### WHAT TO WORK ON
What you give back should match the listing word for word.

'''

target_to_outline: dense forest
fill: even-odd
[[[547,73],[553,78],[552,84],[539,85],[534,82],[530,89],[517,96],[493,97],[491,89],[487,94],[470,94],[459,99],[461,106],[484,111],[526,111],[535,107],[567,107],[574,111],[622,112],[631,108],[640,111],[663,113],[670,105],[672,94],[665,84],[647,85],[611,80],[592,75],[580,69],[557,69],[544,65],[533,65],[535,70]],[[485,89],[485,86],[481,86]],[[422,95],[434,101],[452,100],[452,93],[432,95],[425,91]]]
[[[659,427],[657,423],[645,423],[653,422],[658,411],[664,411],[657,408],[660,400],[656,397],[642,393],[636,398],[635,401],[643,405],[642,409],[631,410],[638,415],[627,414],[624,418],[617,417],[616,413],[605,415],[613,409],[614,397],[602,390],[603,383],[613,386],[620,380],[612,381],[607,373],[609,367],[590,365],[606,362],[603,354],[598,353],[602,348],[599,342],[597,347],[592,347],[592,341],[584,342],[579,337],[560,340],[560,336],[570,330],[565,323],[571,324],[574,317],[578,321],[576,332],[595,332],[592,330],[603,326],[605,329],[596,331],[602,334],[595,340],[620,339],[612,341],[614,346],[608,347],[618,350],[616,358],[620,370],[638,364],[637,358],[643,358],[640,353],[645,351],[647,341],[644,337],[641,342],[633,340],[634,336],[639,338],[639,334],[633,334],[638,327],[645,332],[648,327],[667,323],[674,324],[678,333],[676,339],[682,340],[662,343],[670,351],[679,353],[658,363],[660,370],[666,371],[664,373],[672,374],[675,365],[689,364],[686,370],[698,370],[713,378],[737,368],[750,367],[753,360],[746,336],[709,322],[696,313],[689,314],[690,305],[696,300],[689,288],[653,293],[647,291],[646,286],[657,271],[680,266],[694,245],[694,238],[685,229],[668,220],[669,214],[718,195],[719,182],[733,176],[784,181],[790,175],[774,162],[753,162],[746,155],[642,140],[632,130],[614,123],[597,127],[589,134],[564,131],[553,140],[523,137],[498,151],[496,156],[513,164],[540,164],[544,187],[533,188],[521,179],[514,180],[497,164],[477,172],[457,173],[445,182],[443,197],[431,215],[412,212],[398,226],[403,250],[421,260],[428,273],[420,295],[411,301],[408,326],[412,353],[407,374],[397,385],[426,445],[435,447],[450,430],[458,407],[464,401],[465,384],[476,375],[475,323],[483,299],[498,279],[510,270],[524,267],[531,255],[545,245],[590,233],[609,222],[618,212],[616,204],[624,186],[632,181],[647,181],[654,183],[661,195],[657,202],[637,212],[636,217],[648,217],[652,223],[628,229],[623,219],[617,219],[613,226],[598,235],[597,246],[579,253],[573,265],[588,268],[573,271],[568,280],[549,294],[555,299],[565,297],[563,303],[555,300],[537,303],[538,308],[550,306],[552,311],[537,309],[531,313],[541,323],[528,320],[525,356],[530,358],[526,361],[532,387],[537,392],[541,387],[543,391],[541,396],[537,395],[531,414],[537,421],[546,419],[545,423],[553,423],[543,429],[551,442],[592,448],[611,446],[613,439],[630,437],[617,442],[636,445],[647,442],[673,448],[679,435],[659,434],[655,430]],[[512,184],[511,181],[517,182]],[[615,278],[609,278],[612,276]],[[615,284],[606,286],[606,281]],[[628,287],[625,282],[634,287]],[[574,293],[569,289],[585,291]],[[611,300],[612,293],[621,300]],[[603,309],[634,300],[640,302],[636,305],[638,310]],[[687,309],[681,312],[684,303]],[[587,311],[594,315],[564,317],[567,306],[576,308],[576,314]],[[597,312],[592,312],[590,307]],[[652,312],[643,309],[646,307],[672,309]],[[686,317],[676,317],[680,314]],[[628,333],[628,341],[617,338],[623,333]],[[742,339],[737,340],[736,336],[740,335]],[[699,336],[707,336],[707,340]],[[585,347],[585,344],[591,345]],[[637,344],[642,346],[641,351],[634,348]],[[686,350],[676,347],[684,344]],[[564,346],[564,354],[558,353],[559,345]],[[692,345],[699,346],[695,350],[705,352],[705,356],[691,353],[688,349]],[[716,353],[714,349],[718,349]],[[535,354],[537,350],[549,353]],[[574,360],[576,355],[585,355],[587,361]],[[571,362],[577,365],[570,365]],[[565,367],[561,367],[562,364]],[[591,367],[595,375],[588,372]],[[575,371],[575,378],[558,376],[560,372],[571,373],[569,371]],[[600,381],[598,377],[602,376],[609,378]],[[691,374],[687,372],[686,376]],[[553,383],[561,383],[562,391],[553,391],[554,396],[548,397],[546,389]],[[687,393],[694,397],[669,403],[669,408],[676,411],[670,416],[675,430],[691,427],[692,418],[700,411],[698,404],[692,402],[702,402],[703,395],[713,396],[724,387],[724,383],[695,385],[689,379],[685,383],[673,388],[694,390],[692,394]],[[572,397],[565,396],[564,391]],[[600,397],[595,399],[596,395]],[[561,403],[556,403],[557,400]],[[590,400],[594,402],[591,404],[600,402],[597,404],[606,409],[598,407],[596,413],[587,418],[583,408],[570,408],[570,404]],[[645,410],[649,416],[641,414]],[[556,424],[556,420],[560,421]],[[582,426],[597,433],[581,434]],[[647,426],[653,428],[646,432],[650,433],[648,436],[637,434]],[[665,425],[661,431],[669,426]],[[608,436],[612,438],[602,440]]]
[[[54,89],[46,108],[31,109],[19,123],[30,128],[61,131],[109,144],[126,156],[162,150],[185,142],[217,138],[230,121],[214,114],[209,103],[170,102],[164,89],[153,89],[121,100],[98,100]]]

'''

### SOLUTION TO THIS EXERCISE
target_to_outline: dense forest
fill: even-odd
[[[547,73],[553,78],[552,84],[539,85],[534,82],[530,89],[517,96],[493,97],[491,89],[487,94],[470,94],[459,99],[461,106],[484,111],[526,111],[535,107],[567,107],[574,111],[622,112],[631,108],[640,111],[663,113],[670,105],[672,94],[665,84],[647,85],[611,80],[592,75],[580,69],[557,69],[544,65],[533,65],[535,70]],[[485,89],[485,86],[481,86]],[[422,95],[434,101],[452,100],[452,93],[432,95],[425,91]]]
[[[659,427],[657,423],[645,423],[653,422],[658,411],[664,411],[657,408],[660,400],[656,397],[642,393],[636,398],[635,401],[643,405],[642,409],[631,410],[638,415],[627,414],[624,418],[617,417],[616,413],[605,415],[613,409],[614,397],[602,390],[603,383],[613,386],[620,380],[612,381],[607,373],[609,367],[590,365],[606,362],[603,354],[598,353],[602,348],[599,342],[597,347],[592,347],[592,341],[584,342],[579,337],[560,340],[560,336],[570,330],[565,323],[571,324],[574,317],[578,321],[576,332],[595,332],[592,330],[603,326],[605,329],[596,331],[602,334],[595,340],[620,339],[612,341],[614,346],[608,347],[618,350],[616,358],[620,370],[638,364],[637,358],[643,358],[640,353],[645,351],[647,341],[644,337],[641,342],[633,340],[634,336],[639,338],[639,334],[633,334],[638,327],[645,332],[648,327],[667,323],[674,324],[678,333],[676,339],[682,340],[662,343],[670,351],[679,353],[658,363],[660,370],[666,371],[664,373],[672,374],[675,365],[689,364],[686,370],[698,370],[713,378],[737,368],[750,367],[753,360],[746,336],[709,322],[696,313],[689,314],[690,305],[696,300],[689,288],[653,293],[647,291],[646,286],[657,271],[680,266],[694,245],[694,238],[685,229],[668,220],[669,214],[718,195],[719,182],[733,176],[784,181],[790,175],[774,162],[753,162],[746,155],[642,140],[632,130],[614,123],[597,127],[589,134],[564,131],[553,140],[523,137],[498,151],[496,156],[513,164],[540,164],[544,187],[533,188],[521,179],[514,180],[497,164],[477,172],[457,173],[445,182],[443,197],[431,215],[412,212],[398,226],[403,250],[421,260],[428,273],[420,295],[411,301],[408,326],[412,353],[407,374],[397,385],[426,445],[435,447],[450,430],[458,407],[464,401],[465,384],[476,375],[475,323],[483,299],[498,279],[510,270],[524,267],[531,255],[545,245],[590,233],[609,222],[618,212],[616,204],[624,186],[632,181],[647,181],[654,183],[661,195],[657,202],[637,212],[636,217],[648,217],[652,223],[628,229],[623,219],[617,219],[613,226],[598,235],[597,246],[579,253],[573,265],[588,268],[573,271],[568,280],[549,294],[555,299],[565,297],[563,303],[555,300],[537,303],[538,308],[550,306],[552,311],[537,309],[531,313],[541,323],[528,320],[525,356],[530,358],[526,361],[532,387],[537,392],[541,387],[543,391],[541,396],[537,395],[531,414],[537,421],[546,419],[545,423],[553,423],[543,429],[551,442],[592,448],[611,446],[613,439],[630,437],[617,442],[636,445],[647,442],[673,448],[679,435],[659,434],[655,430]],[[512,184],[511,181],[517,182]],[[615,278],[609,278],[612,276]],[[615,284],[606,286],[606,281]],[[628,287],[625,282],[634,287]],[[574,293],[569,289],[585,291]],[[611,300],[612,293],[621,300]],[[603,309],[634,300],[640,302],[636,305],[638,310]],[[687,309],[681,312],[684,303]],[[587,311],[594,315],[564,317],[567,306],[576,308],[576,314]],[[597,312],[592,312],[590,307]],[[652,312],[643,309],[646,307],[672,309]],[[686,317],[676,317],[680,314]],[[628,333],[628,341],[617,338],[623,333]],[[742,339],[737,340],[736,336],[740,335]],[[699,336],[707,336],[707,340]],[[585,347],[585,344],[591,345]],[[637,344],[642,346],[641,351],[634,348]],[[686,350],[676,347],[684,344]],[[564,346],[564,354],[558,353],[559,345]],[[692,345],[699,346],[695,350],[705,352],[705,356],[691,353],[688,349]],[[716,353],[714,349],[718,349]],[[535,354],[537,350],[549,353]],[[574,360],[576,355],[585,355],[587,361]],[[571,362],[577,365],[570,365]],[[565,367],[561,367],[562,364]],[[591,367],[595,375],[588,372]],[[575,371],[575,378],[558,376],[560,372],[571,373],[569,371]],[[600,381],[598,377],[602,376],[609,378]],[[691,374],[687,372],[686,376]],[[553,383],[561,383],[562,391],[553,391],[554,396],[548,397],[546,389]],[[687,393],[694,397],[669,403],[669,408],[676,411],[670,416],[675,430],[691,427],[692,418],[700,411],[698,404],[692,402],[702,402],[703,395],[713,396],[724,387],[724,383],[695,385],[689,379],[685,383],[673,388],[694,390],[692,394]],[[572,397],[565,396],[564,391]],[[600,397],[595,399],[596,395]],[[561,403],[556,403],[557,400]],[[590,400],[594,402],[591,404],[600,402],[597,404],[606,409],[598,407],[596,413],[587,418],[583,408],[570,408],[570,404]],[[645,410],[649,416],[641,414]],[[556,424],[556,420],[560,421]],[[582,426],[597,433],[581,434]],[[647,426],[653,428],[646,432],[650,433],[648,436],[637,434]],[[665,425],[661,431],[669,426]],[[608,436],[612,438],[602,440]]]
[[[54,89],[46,108],[31,109],[19,123],[30,128],[61,131],[109,144],[126,156],[162,150],[185,142],[217,138],[230,121],[214,114],[209,103],[170,102],[164,89],[153,89],[121,100],[98,100]]]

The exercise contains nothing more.